Collected data:
○ ○ ○
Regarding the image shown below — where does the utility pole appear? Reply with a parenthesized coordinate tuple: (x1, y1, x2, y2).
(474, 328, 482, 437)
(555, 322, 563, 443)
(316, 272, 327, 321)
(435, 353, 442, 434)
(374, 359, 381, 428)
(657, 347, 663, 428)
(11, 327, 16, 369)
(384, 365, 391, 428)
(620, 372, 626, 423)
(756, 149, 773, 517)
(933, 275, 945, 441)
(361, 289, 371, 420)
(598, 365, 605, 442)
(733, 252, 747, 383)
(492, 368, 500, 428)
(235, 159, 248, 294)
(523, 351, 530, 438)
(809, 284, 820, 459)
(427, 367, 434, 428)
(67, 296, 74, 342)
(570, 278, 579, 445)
○ ○ ○
§ **PROBLEM REQUIREMENTS**
Make a verbatim copy of every entry shown above.

§ **REPLY**
Regarding the image shown below — where does the utility pole appear? Reply with a parenthesized coordinate tuple: (x1, y1, x2, y2).
(474, 328, 482, 437)
(555, 322, 563, 443)
(316, 272, 327, 321)
(435, 353, 442, 434)
(374, 359, 381, 428)
(657, 347, 663, 428)
(11, 327, 16, 369)
(384, 365, 391, 428)
(620, 372, 626, 423)
(756, 149, 773, 517)
(933, 275, 945, 441)
(361, 289, 371, 420)
(598, 365, 605, 442)
(733, 252, 747, 383)
(492, 368, 500, 428)
(235, 159, 248, 294)
(523, 351, 530, 438)
(809, 284, 820, 459)
(427, 367, 434, 428)
(67, 296, 74, 342)
(570, 278, 579, 445)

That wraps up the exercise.